• **SHORT PROBLEM**: Give the lines below as a JSON list of strings, one string per line, with blank lines and the pictures left out.

• **GIVEN DATA**:
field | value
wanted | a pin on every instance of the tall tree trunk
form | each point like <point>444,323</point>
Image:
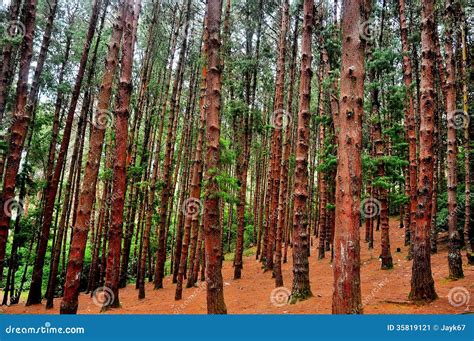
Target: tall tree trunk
<point>211,217</point>
<point>467,150</point>
<point>422,284</point>
<point>301,287</point>
<point>410,122</point>
<point>8,58</point>
<point>102,120</point>
<point>121,114</point>
<point>168,189</point>
<point>454,246</point>
<point>347,294</point>
<point>279,119</point>
<point>34,295</point>
<point>18,129</point>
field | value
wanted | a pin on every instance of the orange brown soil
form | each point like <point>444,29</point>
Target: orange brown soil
<point>383,291</point>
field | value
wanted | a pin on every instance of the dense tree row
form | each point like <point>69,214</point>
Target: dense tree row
<point>155,137</point>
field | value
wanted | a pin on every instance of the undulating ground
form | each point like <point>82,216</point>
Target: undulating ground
<point>383,292</point>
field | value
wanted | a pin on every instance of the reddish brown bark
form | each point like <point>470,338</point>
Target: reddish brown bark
<point>422,284</point>
<point>195,192</point>
<point>8,58</point>
<point>168,188</point>
<point>301,287</point>
<point>211,217</point>
<point>348,123</point>
<point>79,240</point>
<point>279,119</point>
<point>410,121</point>
<point>34,295</point>
<point>467,150</point>
<point>18,130</point>
<point>454,246</point>
<point>121,114</point>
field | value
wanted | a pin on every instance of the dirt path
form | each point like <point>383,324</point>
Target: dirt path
<point>383,292</point>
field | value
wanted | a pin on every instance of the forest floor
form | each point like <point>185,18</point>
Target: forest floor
<point>383,291</point>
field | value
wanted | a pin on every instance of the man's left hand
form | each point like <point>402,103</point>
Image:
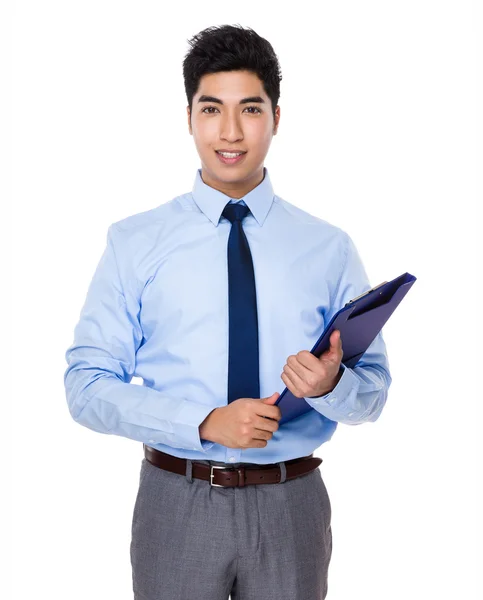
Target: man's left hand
<point>305,375</point>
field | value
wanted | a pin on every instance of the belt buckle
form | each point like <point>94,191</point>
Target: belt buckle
<point>212,475</point>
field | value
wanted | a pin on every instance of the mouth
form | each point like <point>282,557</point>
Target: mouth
<point>230,158</point>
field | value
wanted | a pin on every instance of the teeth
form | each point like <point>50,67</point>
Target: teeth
<point>230,154</point>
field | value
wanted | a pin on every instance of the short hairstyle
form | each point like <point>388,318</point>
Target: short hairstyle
<point>231,48</point>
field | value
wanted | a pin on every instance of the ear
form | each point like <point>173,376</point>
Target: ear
<point>189,124</point>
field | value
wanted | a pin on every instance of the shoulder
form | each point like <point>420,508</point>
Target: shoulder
<point>303,217</point>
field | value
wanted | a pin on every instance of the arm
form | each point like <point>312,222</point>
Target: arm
<point>101,363</point>
<point>361,392</point>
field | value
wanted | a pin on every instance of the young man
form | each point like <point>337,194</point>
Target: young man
<point>214,299</point>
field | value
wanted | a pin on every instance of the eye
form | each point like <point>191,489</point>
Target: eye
<point>256,108</point>
<point>210,113</point>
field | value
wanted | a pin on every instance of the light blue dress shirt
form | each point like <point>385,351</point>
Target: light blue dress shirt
<point>157,308</point>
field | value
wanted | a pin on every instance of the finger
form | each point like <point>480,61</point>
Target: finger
<point>295,365</point>
<point>295,381</point>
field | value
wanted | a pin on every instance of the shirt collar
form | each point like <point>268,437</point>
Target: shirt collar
<point>212,202</point>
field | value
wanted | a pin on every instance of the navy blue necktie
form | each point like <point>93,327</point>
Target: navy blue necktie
<point>243,363</point>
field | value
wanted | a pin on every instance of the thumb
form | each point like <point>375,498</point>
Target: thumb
<point>271,399</point>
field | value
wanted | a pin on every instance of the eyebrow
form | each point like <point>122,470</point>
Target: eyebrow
<point>257,99</point>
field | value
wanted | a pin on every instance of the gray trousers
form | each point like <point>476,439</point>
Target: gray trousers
<point>192,541</point>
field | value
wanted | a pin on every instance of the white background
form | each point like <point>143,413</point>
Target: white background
<point>378,136</point>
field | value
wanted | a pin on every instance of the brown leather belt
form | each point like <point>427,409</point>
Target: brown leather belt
<point>239,476</point>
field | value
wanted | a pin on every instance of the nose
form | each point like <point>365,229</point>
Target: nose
<point>231,130</point>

• **IN RESPONSE**:
[
  "field | value",
  "wanted | a pin on every instance of the tall tree trunk",
  "form | each point like <point>444,323</point>",
  "Image:",
  "Target: tall tree trunk",
  "<point>211,217</point>",
  "<point>467,150</point>",
  "<point>422,284</point>",
  "<point>301,287</point>",
  "<point>410,122</point>",
  "<point>8,58</point>",
  "<point>102,120</point>",
  "<point>121,114</point>",
  "<point>168,189</point>",
  "<point>454,246</point>",
  "<point>347,294</point>",
  "<point>279,119</point>",
  "<point>34,295</point>",
  "<point>18,129</point>",
  "field | value",
  "wanted | a pin on every instance of the orange brown soil",
  "form | each point like <point>444,29</point>",
  "Target: orange brown soil",
  "<point>383,291</point>",
  "field | value",
  "wanted | a pin on every instance of the dense tree row",
  "form | each point like <point>69,214</point>",
  "Target: dense tree row",
  "<point>155,137</point>",
  "field | value",
  "wanted | a pin on every instance of the undulating ground",
  "form | each point like <point>82,216</point>",
  "Target: undulating ground",
  "<point>383,292</point>",
  "field | value",
  "wanted | a pin on every instance of the reddish brown bark",
  "form | each point like <point>470,338</point>",
  "Target: reddish brown bark",
  "<point>422,284</point>",
  "<point>195,192</point>",
  "<point>8,58</point>",
  "<point>168,188</point>",
  "<point>301,287</point>",
  "<point>211,217</point>",
  "<point>348,123</point>",
  "<point>79,240</point>",
  "<point>279,119</point>",
  "<point>410,121</point>",
  "<point>34,295</point>",
  "<point>467,150</point>",
  "<point>18,130</point>",
  "<point>454,246</point>",
  "<point>121,114</point>",
  "field | value",
  "wanted | a pin on every instance of the dirt path",
  "form | each point like <point>383,324</point>",
  "Target: dirt path",
  "<point>383,292</point>",
  "field | value",
  "wanted | a pin on every instance of the forest floor",
  "form | each point like <point>185,18</point>",
  "Target: forest floor",
  "<point>383,291</point>",
  "field | value",
  "wanted | a pin on every instance of the man's left hand",
  "form | each point like <point>402,103</point>",
  "Image:",
  "Target: man's left hand",
  "<point>305,375</point>",
  "field | value",
  "wanted | a pin on every instance of the belt buckle",
  "form | each point like <point>94,191</point>",
  "Target: belt buckle",
  "<point>212,475</point>",
  "field | value",
  "wanted | a pin on every instance of the mouth",
  "form | each point like <point>282,557</point>",
  "Target: mouth",
  "<point>230,158</point>",
  "field | value",
  "wanted | a pin on every instance of the teeth",
  "form | each point like <point>50,67</point>",
  "Target: teeth",
  "<point>230,154</point>",
  "field | value",
  "wanted | a pin on every instance of the short hairstyle",
  "form | each point like <point>388,318</point>",
  "Target: short hairstyle",
  "<point>231,48</point>",
  "field | value",
  "wanted | a pin on every instance of the ear",
  "form | each point like <point>173,376</point>",
  "Target: ear",
  "<point>189,124</point>",
  "field | value",
  "wanted | a pin on every instance of the shoulder",
  "form | each point like <point>420,508</point>",
  "Target: shoulder",
  "<point>303,217</point>",
  "field | value",
  "wanted | a pin on every instance of the arm",
  "form | each point like <point>312,222</point>",
  "Target: arm",
  "<point>101,363</point>",
  "<point>361,392</point>",
  "field | value",
  "wanted | a pin on every instance of the young man",
  "form | each point like <point>337,194</point>",
  "Target: young man",
  "<point>214,299</point>",
  "field | value",
  "wanted | a pin on every instance of the eye",
  "form | each point like <point>191,489</point>",
  "Target: eye",
  "<point>256,108</point>",
  "<point>210,113</point>",
  "field | value",
  "wanted | a pin on every instance of the light blue dress shirt",
  "form | each point like <point>385,351</point>",
  "Target: light blue dress shirt",
  "<point>157,308</point>",
  "field | value",
  "wanted | a pin on every instance of the finger",
  "form | each point like <point>480,61</point>",
  "Target: finger",
  "<point>295,365</point>",
  "<point>295,381</point>",
  "field | value",
  "wanted | a pin on every instance of the shirt collar",
  "form | each point like <point>268,437</point>",
  "Target: shirt collar",
  "<point>212,202</point>",
  "field | value",
  "wanted | a pin on every instance of the navy blue necktie",
  "form | each point like <point>93,327</point>",
  "Target: navy blue necktie",
  "<point>243,363</point>",
  "field | value",
  "wanted | a pin on every instance of the thumb",
  "form | each point like <point>375,498</point>",
  "Target: thumb",
  "<point>271,399</point>",
  "field | value",
  "wanted | a pin on every instance of the eyebrow",
  "form | each point like <point>122,470</point>",
  "Target: eyebrow",
  "<point>257,99</point>",
  "field | value",
  "wanted | a pin on every instance of the gray trousers",
  "form | each point like <point>476,439</point>",
  "Target: gray trousers",
  "<point>192,541</point>",
  "field | value",
  "wanted | a pin on every instance of the white background",
  "form | each point like <point>143,413</point>",
  "Target: white background",
  "<point>378,136</point>",
  "field | value",
  "wanted | a pin on every instance of the brown leather belt",
  "form | each point like <point>427,409</point>",
  "Target: brown leather belt",
  "<point>239,476</point>",
  "field | value",
  "wanted | a pin on every instance of the nose",
  "form | each point like <point>365,229</point>",
  "Target: nose",
  "<point>231,130</point>"
]